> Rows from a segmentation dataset
start
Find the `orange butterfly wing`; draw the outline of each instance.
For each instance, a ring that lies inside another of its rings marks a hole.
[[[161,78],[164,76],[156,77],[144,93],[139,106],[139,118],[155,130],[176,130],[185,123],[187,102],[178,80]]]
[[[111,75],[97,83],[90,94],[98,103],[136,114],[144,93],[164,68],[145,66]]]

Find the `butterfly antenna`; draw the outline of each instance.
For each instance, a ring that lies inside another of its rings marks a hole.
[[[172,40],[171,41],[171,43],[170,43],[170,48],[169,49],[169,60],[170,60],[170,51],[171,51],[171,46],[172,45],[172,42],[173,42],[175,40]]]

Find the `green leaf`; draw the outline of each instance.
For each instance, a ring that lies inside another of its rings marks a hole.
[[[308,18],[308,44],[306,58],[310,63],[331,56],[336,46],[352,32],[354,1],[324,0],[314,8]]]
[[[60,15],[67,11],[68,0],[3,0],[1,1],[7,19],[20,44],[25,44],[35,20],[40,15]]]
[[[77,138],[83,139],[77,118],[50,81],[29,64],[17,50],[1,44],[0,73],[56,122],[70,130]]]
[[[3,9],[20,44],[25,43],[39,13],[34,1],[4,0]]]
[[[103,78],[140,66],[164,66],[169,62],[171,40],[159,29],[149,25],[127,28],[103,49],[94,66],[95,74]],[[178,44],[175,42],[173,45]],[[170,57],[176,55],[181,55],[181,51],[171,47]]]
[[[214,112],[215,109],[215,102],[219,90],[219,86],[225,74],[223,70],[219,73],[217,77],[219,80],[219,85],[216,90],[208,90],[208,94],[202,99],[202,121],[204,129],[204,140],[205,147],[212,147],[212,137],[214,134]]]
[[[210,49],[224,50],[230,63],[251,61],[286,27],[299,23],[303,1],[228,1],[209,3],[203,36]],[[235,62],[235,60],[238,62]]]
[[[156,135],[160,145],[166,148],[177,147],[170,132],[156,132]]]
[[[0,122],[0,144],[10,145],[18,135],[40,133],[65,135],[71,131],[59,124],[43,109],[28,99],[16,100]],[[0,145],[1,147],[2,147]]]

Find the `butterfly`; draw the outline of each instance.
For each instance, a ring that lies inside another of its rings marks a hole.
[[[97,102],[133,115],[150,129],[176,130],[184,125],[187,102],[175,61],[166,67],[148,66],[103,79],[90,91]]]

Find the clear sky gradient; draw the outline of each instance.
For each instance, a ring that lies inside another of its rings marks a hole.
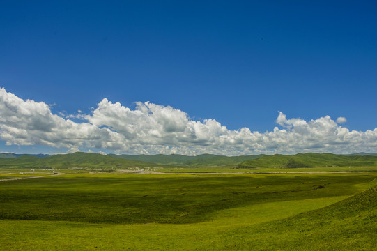
[[[170,106],[185,112],[189,122],[213,119],[231,132],[247,128],[263,134],[275,126],[288,131],[298,126],[277,123],[279,112],[288,120],[308,123],[326,116],[332,121],[344,117],[338,127],[373,131],[377,126],[376,13],[373,1],[3,1],[0,87],[6,91],[4,96],[11,93],[24,100],[54,105],[51,113],[65,120],[78,110],[91,114],[106,98],[131,111],[140,107],[134,103],[138,101]],[[3,125],[10,121],[6,114],[2,114]],[[114,124],[96,124],[90,116],[70,119],[119,132]],[[122,123],[136,123],[125,119]],[[178,128],[164,130],[183,130]],[[29,139],[26,144],[17,139],[20,135],[9,139],[4,135],[10,129],[0,129],[0,151],[75,149],[72,142]],[[125,140],[130,137],[127,133],[122,135]],[[161,152],[151,146],[155,144],[177,146],[172,153],[259,153],[254,150],[259,146],[245,142],[236,151],[222,152],[224,144],[208,139],[199,143],[198,150],[192,146],[196,141],[185,145],[187,135],[181,136],[169,135],[170,139],[157,143],[138,138],[132,144],[141,144],[140,149],[147,144],[148,153]],[[82,151],[142,152],[77,144]],[[249,151],[240,150],[243,144]],[[206,150],[206,146],[212,146]],[[377,152],[373,144],[286,151],[282,146],[266,146],[259,151]]]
end
Leave out the pictures and output the rest of the material exactly as written.

Find the `orange butterfly wing`; draw the outline of each instance.
For each instance, a ring that lies inside another of its rings marks a hole.
[[[161,78],[164,76],[156,77],[144,93],[139,106],[139,118],[155,130],[176,130],[185,123],[187,102],[178,80]]]
[[[111,75],[97,83],[90,94],[98,103],[136,114],[144,93],[164,68],[145,66]]]

Find the `butterfly antenna`; draw the outline of each instance.
For each instance, a ring that lies inside another of its rings marks a hole.
[[[172,40],[171,41],[171,43],[170,43],[170,48],[169,49],[169,60],[170,60],[170,51],[171,51],[171,46],[172,45],[172,42],[173,42],[175,40]]]

Find the `green leaf`; draw the outline of each instance.
For each instance, a ring that lies inside another of its rings marks a hole.
[[[308,18],[308,44],[306,58],[310,63],[331,56],[336,46],[352,32],[354,1],[324,0],[314,8]]]
[[[60,15],[67,11],[68,0],[3,0],[1,1],[7,19],[20,44],[25,44],[35,20],[40,15]]]
[[[77,138],[83,139],[77,118],[50,81],[29,64],[17,50],[1,44],[0,73],[56,122],[70,130]]]
[[[3,9],[20,44],[25,43],[39,13],[34,1],[4,0]]]
[[[103,78],[140,66],[164,66],[169,62],[171,40],[159,29],[149,25],[127,28],[103,49],[94,66],[95,74]],[[178,44],[175,42],[173,45]],[[170,57],[176,55],[181,55],[181,51],[171,47]]]
[[[214,112],[215,109],[215,102],[219,90],[219,86],[225,74],[223,70],[219,73],[217,77],[219,80],[219,85],[216,90],[208,90],[208,94],[202,99],[202,121],[204,129],[204,140],[205,147],[212,147],[212,137],[214,134]]]
[[[210,49],[224,50],[230,63],[251,61],[286,27],[299,23],[303,1],[228,1],[209,3],[203,36]],[[235,62],[235,60],[238,62]]]
[[[156,135],[160,145],[166,148],[177,147],[170,132],[156,132]]]
[[[0,122],[0,144],[10,145],[18,135],[40,133],[65,135],[71,131],[59,124],[43,109],[28,99],[16,100]],[[0,145],[1,147],[2,147]]]

Find the `butterfly`; draw the outline of each instance.
For each instance, a ring that lies inside another of its rings marks a hole.
[[[97,102],[133,115],[150,129],[176,130],[184,125],[187,102],[175,61],[166,67],[148,66],[103,79],[90,91]]]

Find the clear sky gradient; draw the outline of each instance.
For each instance, a ring that lies inside another of its rings marks a hole.
[[[170,106],[185,112],[189,122],[213,119],[231,132],[247,128],[263,134],[275,126],[288,131],[298,126],[277,123],[279,112],[288,120],[308,123],[326,116],[332,121],[344,117],[338,127],[373,131],[377,126],[376,13],[373,1],[3,1],[0,87],[6,91],[4,96],[11,93],[24,100],[54,105],[51,113],[65,120],[78,110],[91,114],[106,98],[131,111],[140,107],[134,103],[138,101]],[[3,125],[10,121],[6,114],[2,114]],[[114,124],[96,124],[90,116],[70,119],[119,132]],[[122,123],[136,123],[125,119]],[[178,128],[164,130],[183,130]],[[29,139],[26,144],[17,139],[20,135],[9,139],[4,135],[10,129],[0,129],[0,151],[75,149],[72,142]],[[125,140],[130,137],[127,133],[122,135]],[[161,152],[151,146],[155,144],[177,146],[172,153],[259,153],[254,150],[259,146],[245,142],[236,151],[222,152],[224,144],[208,139],[199,143],[198,150],[192,146],[196,141],[185,145],[187,135],[181,136],[169,135],[170,139],[157,143],[138,138],[132,144],[141,144],[140,149],[147,144],[148,153]],[[82,151],[142,152],[77,144]],[[249,151],[240,150],[243,144]],[[206,150],[206,146],[212,146]],[[377,152],[373,144],[286,151],[282,146],[266,146],[259,151]]]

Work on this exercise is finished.